• _ИЗВЛЕЧЁННЫЙ ТЕКСТ_
- - -
Существующие объяснения ограниченны и потому неудовлетворительны. Если согласиться, например, с мнением о том, что многоголосие вообще вырастает из чисто акустических свойств музыкального звука, естественно «распадающегося» на тоническое трезвучие в обертонах [7], то непонятно, почему полифония должна была возникнуть в какой-то период и почему она не могла существовать всегда: ведь музыкальный звук обладает этими физическими свойствами независимо от исторических условий. Непонятно также, почему должны существовать разные формы многоголосия в музыкальных культурах разных народов. Но это значит, что корни, скажем, западноевропейской полифонии залегают не в физике, а в культуре. Объяснение же, на котором строится подход М. Шнайдера, гораздо интереснее, но вызывает сходные возражения. Он предложил понимать происхождение полифонии как результат действия универсального и притом чисто «технического» закона гармонических принципов, отметая культурно-историческое или географическое объяснение этого закона [8]. Технические законы музыкальной формы универсальны, согласно Шнайдеру, и разворачиваются в культурно-исторической последовательности. Но тогда самобытность западноевропейской полифонии, ее уникальные особенности объясняются не столько чисто техническими сторонами музыкального творчества, сколько конкретным содержанием того культурно-исторического периода, к которому оно относится. Столь же односторонней и слишком общей является гипотеза, предложенная Ричардом Хоппином, который полагает, что полифония стала результатом поиска выхода «творческой энергии» музыкантов [9]. Если это так, то нужно указать, почему эта энергия вдруг запросила выхода именно в этот момент и именно в виде полифонии. Кажется неоспоримым, что в полифонии находит выход некая особая творческая энергия, отличная от энергии одноголосной музыки, но ее характер и смысл остается неясным [10]. Нам представляется, что адекватное объяснение следует искать на уровне самых фундаментальных мировоззренческих принципов средневекового сознания.
- - -
• _ЗАДАНИЕ 1_
Выпишите из записей каждую строку, в которой встречается слово «carved».
Записи никак не связаны с приведённым текстом.

• _МАТЕРИАЛ ДЛЯ ОБРАБОТКИ_
- - -
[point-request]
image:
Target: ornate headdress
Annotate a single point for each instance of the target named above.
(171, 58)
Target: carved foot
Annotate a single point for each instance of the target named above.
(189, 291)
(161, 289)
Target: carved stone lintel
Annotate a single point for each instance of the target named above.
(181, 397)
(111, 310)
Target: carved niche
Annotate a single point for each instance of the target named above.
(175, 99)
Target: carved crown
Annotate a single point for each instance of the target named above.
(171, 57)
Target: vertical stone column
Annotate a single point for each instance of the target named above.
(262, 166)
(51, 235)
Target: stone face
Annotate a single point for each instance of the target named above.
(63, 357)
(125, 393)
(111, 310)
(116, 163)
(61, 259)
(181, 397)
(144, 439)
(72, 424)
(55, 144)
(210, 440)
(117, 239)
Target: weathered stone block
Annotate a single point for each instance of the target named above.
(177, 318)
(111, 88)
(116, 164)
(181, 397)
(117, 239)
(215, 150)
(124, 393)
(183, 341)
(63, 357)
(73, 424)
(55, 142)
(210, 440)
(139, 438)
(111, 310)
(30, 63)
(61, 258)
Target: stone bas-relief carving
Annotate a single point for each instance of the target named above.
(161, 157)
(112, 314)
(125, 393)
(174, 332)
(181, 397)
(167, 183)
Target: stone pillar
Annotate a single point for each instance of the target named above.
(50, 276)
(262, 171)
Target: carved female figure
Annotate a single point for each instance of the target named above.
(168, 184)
- - -
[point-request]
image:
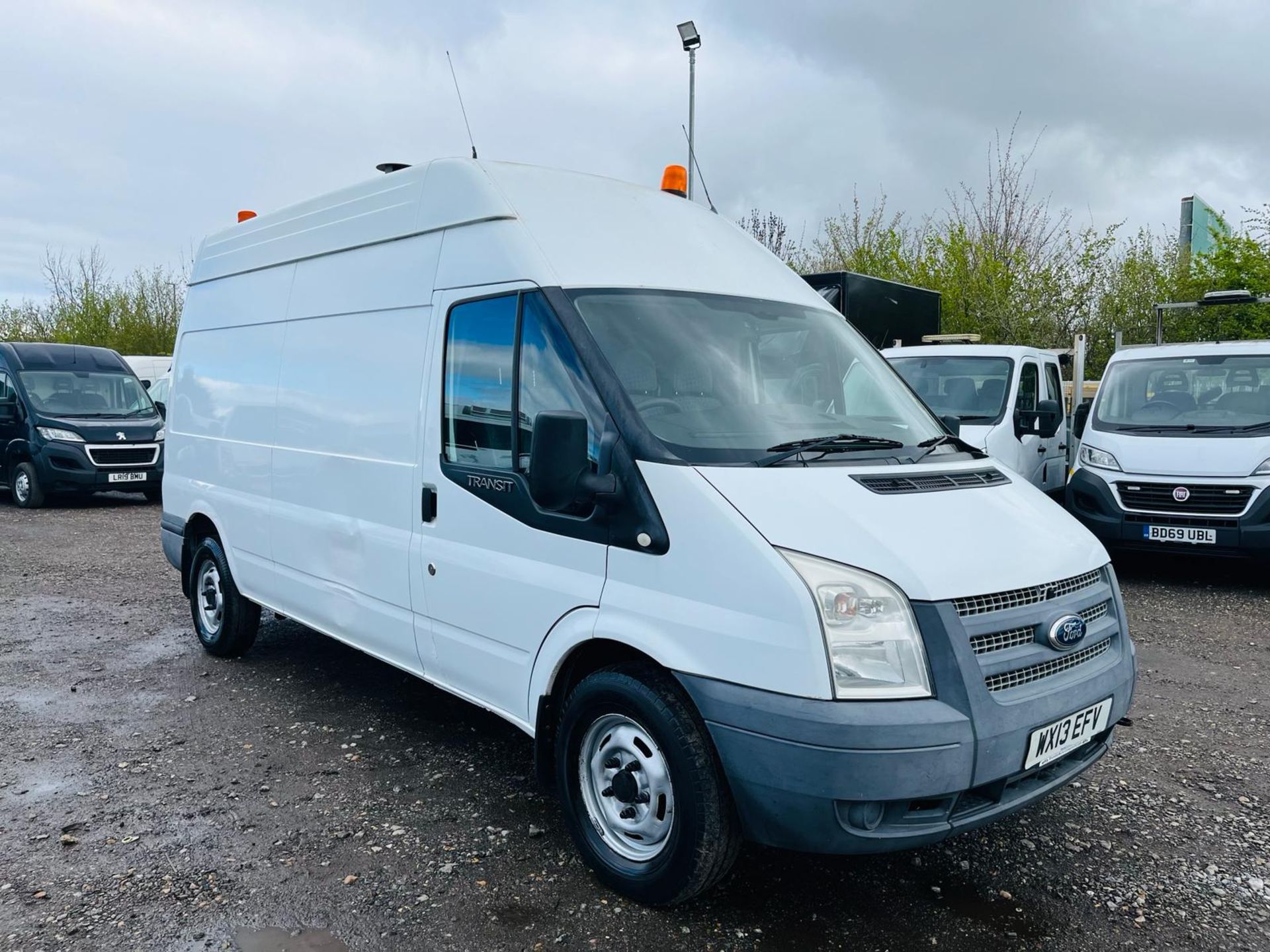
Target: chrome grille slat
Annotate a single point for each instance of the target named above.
- - -
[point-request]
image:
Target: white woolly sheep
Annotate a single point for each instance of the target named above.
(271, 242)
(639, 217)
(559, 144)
- - -
• _ЗАДАНИЕ 2_
Перечислите все номера ссылок, стоящие в квадратных скобках во фрагменте о происхождении полифонии.

• _ПРАВИЛЬНЫЙ ОТВЕТ 1_
Target: carved foot
Target: carved stone lintel
Target: carved niche
Target: carved crown
Target: carved female figure

• _ПРАВИЛЬНЫЙ ОТВЕТ 2_
7, 8, 9, 10